WORK INSTRUCTIONS: Copy, word for word, the lines of the entries below between the one with "Which region of this screenshot contains the rear tail" and the one with "Which region of this screenshot contains the car door?", inclusive, and leave out everything else.

THE DATA:
*-*-*
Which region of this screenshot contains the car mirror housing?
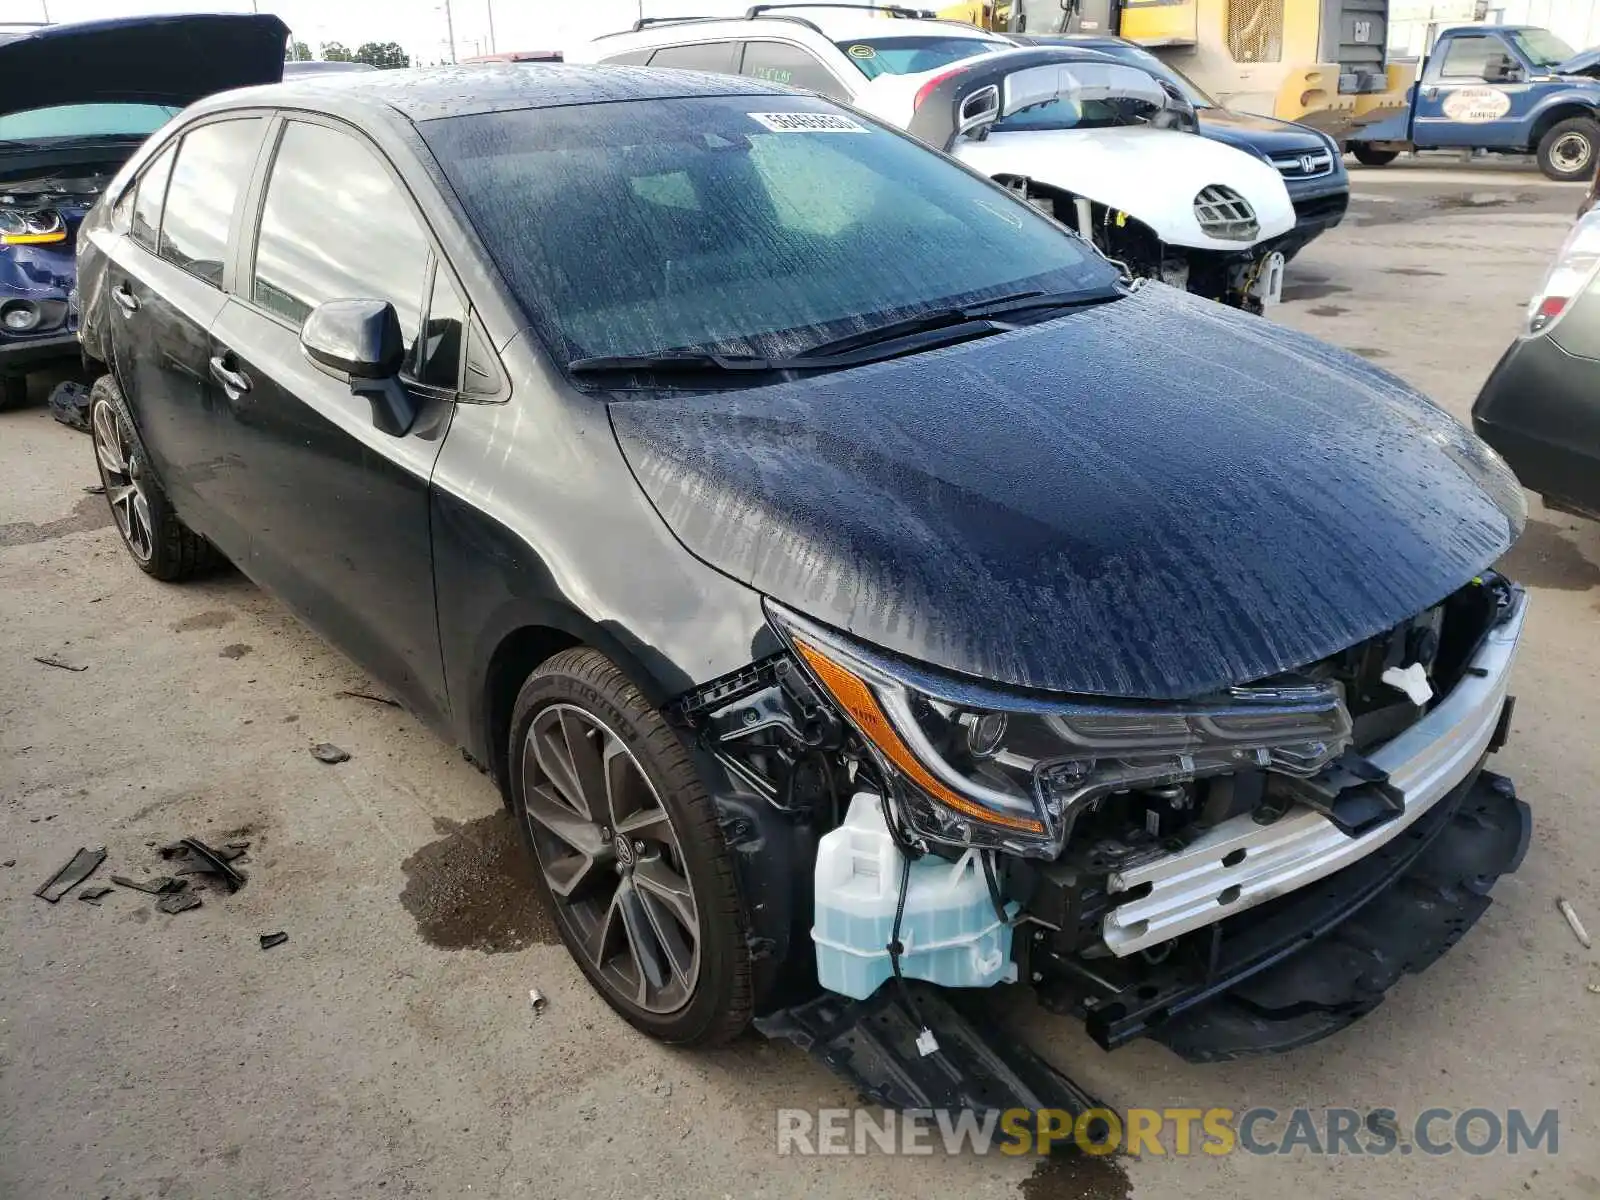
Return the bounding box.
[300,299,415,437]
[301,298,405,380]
*-*-*
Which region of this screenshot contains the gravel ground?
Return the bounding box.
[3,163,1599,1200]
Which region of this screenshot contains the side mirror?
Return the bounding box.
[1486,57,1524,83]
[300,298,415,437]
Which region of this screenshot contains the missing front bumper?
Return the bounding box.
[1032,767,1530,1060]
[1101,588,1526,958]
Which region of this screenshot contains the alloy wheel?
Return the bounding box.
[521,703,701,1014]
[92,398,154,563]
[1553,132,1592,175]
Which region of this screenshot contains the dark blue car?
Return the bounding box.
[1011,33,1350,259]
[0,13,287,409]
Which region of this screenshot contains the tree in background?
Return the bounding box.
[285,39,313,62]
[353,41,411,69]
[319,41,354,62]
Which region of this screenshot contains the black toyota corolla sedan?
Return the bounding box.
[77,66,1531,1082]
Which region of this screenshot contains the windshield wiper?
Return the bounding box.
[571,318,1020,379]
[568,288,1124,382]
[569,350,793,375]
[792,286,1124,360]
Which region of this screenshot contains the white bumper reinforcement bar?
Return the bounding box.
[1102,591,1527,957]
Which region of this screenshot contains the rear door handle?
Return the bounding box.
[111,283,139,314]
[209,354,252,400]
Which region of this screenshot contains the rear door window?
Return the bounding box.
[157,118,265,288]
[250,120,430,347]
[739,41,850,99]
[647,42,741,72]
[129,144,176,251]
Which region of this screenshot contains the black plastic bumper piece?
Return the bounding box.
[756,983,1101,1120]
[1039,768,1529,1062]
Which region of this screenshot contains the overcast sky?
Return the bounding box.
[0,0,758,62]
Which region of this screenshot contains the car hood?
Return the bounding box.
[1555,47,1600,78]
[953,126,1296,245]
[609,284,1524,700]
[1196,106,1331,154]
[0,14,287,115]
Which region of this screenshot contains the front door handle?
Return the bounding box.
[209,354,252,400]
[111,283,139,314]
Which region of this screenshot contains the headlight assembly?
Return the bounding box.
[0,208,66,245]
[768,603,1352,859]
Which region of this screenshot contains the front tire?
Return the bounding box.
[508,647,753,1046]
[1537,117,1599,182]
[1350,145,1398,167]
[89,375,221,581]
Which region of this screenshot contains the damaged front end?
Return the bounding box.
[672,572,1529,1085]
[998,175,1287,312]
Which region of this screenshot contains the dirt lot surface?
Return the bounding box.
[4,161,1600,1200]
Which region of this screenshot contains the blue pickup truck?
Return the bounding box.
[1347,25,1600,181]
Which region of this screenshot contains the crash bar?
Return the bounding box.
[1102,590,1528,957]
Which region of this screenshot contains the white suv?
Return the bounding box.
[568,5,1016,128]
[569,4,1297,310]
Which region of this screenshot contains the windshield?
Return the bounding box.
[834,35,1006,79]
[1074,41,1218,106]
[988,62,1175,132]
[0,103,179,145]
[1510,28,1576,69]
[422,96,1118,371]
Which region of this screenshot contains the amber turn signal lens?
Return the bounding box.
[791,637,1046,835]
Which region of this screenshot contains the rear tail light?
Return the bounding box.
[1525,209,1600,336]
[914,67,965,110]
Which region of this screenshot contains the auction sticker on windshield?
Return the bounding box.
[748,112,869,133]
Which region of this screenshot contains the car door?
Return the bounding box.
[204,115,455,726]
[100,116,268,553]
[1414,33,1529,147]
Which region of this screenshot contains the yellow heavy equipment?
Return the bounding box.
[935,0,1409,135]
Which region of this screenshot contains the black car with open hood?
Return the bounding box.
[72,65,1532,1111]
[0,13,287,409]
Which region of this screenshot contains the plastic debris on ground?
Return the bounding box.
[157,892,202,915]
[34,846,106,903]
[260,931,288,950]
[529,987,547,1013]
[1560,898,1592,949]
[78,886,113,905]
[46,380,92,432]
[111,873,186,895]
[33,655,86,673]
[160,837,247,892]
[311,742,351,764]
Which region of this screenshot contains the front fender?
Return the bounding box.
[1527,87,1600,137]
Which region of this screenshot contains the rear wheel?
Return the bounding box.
*-*-*
YOUR SOLUTION:
Which region of this screenshot contains the rear tail light?
Return the bounding box.
[1525,209,1600,336]
[914,67,965,110]
Which region of this screenshot contains the auction sticker on windshield?
Return the bounding box.
[748,112,869,133]
Which region of this screenshot contains the car door?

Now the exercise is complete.